Problem to solve | Extend the piece on winter chub fishing below by writing what comes next, picking up right after its last sentence.

Supplied text |
□ □ □ □

Already this season I have been messing around with free lined baits with mixed results unfortunately the one time I really got it to work for me was when I hit a pod of carp and had to settle for a day of catching juvenile water pigs, but saying that they were fun all the same and gave a good account of themselves on moderately light tackle.

And that is the big difference, using moderately light tackle instead of the 12lb Kryston Snyde and the 10lb Diawa lines which are a no-no when it comes to all out chubbing in cold clear water, yeah they will snag you a few “bonus” chub when you are barbel fishing in summer and everything that swims is in hook-a-duck mode and there is a little bit of suspended colour in the water to hide your misdemeanour’s but heavy gear will not cut the mustard when the mercury is on the drop and everything has slowed down to an almost standstill.

Not the ideal way to bag chub in winter

Nope, winter time is a time for cuteness and stealth, it is a time for lightening the load and going mobile, do not expect the fish to come to you as they did all summer, walk the banks and find the fish, stay mobile, stay alert and stay busy otherwise your blood will freeze in your veins and your fishing will suffer considerably. Winter can be difficult at the best of times but it is by no means a time to pack away the gear and take up a full time position as a couch potato, get out and about…just not out and about near me…The Trent is120 miles long…use it :O)

And remember this one piece of wisdom that I console myself with when the weather is at its coldest, the fish are at their least responsive and everything looks bleak and without hope,  remember this one thing “ It could be worse…you could be a United fan”

□ □ □ □

Supplied information |
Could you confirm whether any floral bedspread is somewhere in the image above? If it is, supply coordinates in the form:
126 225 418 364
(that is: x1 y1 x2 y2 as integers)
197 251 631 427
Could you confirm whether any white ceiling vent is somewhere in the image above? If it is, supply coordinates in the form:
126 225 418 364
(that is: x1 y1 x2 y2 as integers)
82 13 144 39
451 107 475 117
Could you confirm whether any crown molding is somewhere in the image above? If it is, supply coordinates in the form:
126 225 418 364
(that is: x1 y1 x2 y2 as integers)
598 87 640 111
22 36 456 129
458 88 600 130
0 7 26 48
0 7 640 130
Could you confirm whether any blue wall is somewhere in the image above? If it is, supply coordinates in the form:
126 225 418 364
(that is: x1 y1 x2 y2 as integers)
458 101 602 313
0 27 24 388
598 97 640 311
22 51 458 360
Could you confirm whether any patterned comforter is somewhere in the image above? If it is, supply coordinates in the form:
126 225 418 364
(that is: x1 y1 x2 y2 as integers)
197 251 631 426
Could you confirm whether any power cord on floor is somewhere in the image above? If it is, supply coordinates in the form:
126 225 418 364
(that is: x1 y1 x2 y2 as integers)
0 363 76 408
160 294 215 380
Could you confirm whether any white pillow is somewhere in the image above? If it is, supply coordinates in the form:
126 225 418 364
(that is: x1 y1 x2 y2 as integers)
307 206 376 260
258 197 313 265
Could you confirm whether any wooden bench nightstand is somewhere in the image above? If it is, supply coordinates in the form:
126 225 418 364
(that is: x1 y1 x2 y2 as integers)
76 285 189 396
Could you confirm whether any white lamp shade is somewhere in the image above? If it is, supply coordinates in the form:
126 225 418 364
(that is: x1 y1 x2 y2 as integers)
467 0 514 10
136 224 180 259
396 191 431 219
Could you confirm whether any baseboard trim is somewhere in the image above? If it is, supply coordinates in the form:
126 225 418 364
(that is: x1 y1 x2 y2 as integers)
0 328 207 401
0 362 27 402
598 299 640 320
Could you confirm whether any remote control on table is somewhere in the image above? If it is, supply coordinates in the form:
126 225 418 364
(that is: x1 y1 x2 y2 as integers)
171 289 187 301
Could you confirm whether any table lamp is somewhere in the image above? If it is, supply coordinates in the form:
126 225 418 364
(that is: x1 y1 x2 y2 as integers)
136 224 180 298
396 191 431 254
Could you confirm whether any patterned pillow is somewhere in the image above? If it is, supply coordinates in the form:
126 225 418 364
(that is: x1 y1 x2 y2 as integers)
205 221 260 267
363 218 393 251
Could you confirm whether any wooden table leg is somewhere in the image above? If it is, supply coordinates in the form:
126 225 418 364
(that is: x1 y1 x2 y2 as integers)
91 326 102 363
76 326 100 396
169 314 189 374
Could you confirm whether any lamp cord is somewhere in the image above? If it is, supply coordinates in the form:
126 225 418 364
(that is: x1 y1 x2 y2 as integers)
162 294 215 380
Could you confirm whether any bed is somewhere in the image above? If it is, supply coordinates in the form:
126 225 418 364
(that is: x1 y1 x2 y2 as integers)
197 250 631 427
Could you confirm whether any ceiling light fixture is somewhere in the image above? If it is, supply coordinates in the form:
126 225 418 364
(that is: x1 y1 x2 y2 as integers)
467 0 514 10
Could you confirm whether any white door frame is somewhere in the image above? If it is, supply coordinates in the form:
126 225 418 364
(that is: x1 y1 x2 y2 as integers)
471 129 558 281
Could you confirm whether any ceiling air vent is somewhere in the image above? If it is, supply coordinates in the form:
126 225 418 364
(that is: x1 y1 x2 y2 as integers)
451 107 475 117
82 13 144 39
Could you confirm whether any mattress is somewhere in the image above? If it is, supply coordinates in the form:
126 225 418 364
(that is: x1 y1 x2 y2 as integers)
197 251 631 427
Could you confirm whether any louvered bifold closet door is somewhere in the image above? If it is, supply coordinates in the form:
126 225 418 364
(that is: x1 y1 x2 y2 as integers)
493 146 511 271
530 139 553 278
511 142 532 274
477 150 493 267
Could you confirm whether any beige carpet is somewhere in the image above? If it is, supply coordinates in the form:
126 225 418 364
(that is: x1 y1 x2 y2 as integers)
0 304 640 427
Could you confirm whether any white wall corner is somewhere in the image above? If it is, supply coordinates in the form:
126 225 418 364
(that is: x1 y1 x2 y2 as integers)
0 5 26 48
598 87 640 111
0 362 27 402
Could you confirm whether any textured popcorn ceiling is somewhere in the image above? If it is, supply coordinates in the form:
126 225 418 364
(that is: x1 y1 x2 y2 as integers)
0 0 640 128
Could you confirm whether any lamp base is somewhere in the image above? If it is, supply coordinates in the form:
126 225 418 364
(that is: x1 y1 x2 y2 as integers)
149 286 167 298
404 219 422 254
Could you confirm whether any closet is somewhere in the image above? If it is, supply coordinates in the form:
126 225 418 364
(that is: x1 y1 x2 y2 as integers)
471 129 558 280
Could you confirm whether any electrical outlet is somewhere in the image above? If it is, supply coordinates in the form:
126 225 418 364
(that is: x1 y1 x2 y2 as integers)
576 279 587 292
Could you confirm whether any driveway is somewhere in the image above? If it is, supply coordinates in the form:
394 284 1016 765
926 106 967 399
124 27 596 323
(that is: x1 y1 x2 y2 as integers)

□ □ □ □

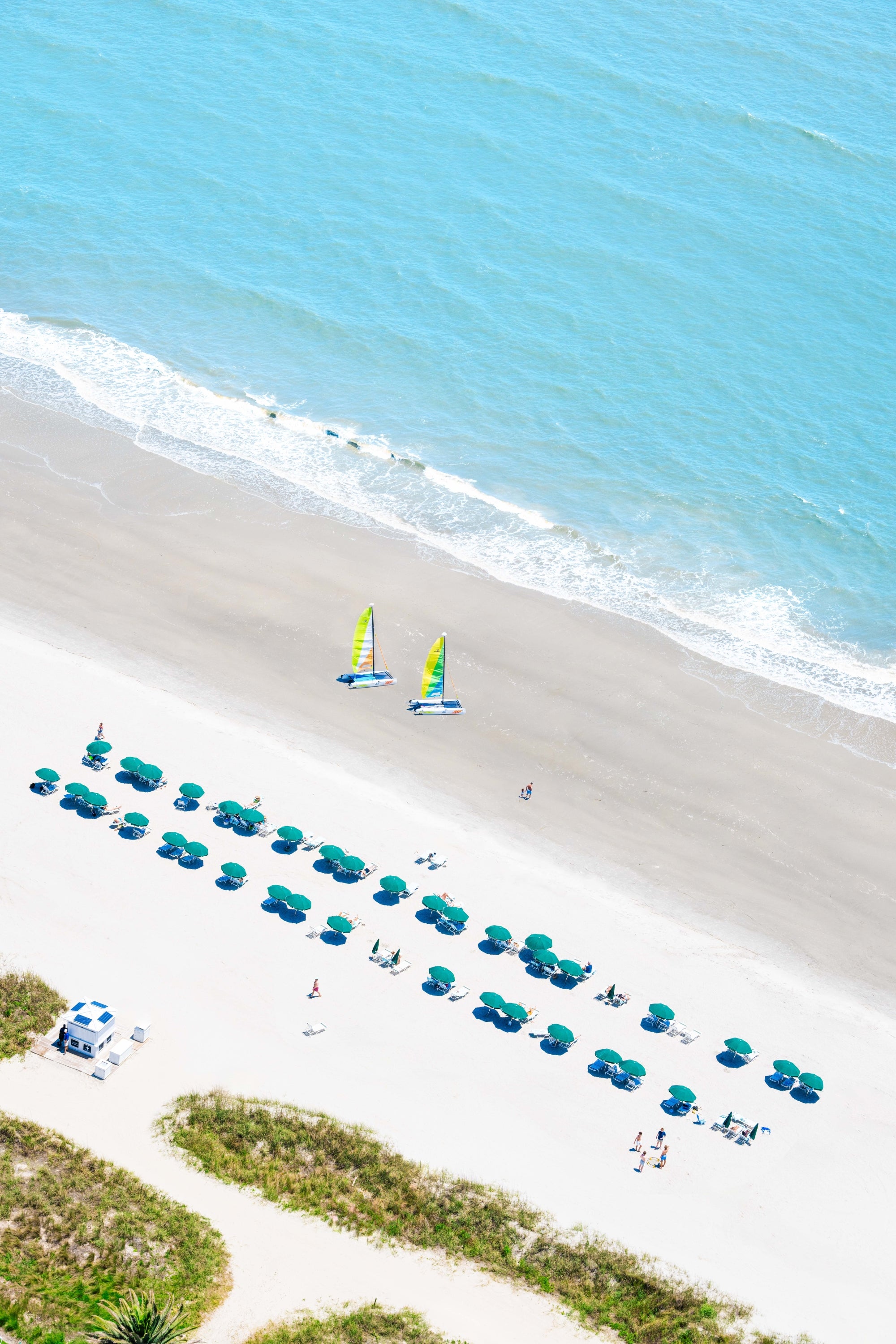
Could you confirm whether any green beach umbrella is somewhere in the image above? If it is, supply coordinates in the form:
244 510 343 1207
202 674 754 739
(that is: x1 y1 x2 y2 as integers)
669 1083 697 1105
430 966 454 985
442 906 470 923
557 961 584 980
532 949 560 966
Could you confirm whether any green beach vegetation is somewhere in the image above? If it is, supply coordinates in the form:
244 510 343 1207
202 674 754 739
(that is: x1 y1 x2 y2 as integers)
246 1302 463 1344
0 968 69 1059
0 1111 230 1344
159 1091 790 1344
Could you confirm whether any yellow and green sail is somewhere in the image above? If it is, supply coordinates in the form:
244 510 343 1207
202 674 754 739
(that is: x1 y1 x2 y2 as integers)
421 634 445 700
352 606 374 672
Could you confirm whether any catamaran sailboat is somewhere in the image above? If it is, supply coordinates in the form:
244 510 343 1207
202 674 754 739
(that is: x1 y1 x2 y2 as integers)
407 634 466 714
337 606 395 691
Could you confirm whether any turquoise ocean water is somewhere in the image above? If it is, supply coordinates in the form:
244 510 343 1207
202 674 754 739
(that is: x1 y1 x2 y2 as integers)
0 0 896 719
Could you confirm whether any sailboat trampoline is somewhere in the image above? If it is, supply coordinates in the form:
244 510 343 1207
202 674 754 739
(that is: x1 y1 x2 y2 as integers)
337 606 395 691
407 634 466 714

□ □ □ □

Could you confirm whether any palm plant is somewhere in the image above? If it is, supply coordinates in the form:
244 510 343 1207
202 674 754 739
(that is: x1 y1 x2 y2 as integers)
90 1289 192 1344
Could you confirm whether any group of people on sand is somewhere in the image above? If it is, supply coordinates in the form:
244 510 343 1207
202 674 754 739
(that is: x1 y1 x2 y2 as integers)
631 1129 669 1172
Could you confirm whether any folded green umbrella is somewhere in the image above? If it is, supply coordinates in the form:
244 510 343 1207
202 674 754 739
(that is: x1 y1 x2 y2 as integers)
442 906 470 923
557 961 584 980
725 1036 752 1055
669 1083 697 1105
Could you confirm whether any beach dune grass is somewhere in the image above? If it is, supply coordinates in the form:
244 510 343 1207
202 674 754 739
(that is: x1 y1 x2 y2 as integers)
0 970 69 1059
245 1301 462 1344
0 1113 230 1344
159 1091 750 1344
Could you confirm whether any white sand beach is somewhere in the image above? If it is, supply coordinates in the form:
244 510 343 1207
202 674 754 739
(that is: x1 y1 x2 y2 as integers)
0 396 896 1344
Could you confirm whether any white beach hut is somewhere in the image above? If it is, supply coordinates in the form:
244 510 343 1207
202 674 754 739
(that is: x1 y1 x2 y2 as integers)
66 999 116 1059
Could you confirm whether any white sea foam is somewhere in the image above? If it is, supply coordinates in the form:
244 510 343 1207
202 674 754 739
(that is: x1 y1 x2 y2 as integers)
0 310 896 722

□ □ □ □

Answer below |
And if you are a “United” fan, console yourself with the fact that…The fact that…errr….The fact that… It “could” be worse, I cannot think “how” but I am sure it could be.

Tight lines everyone!

3 Responses to “Chub fishing on the Trent now that winter is coming!”

  1. Hi Lee,
    Hope your well and that the fishing gods are being kind to you.
    I’m looking into doing some steak and mince fishing for chub and the second picture of your modified feeder rig really intrigues me. Can you please post which components you use to make the rig and a step-by-step guide on how to tie it?
    I’m also interested in knowing which Teme Severn additives etc that you use in your mince. Hope you can help.

  2. I will do a step by step guide to tying the rig and post it up within a couple of days

  3. Thanks Lee that would be great. Really enjoying your site especially the chub fishing sections. No barbel on my river but plenty of chub. Some to just under 7lb but they are very few and far between and I’m looking for some edges to help me bank a few more – you articles are helping me out no end.
    Thank you.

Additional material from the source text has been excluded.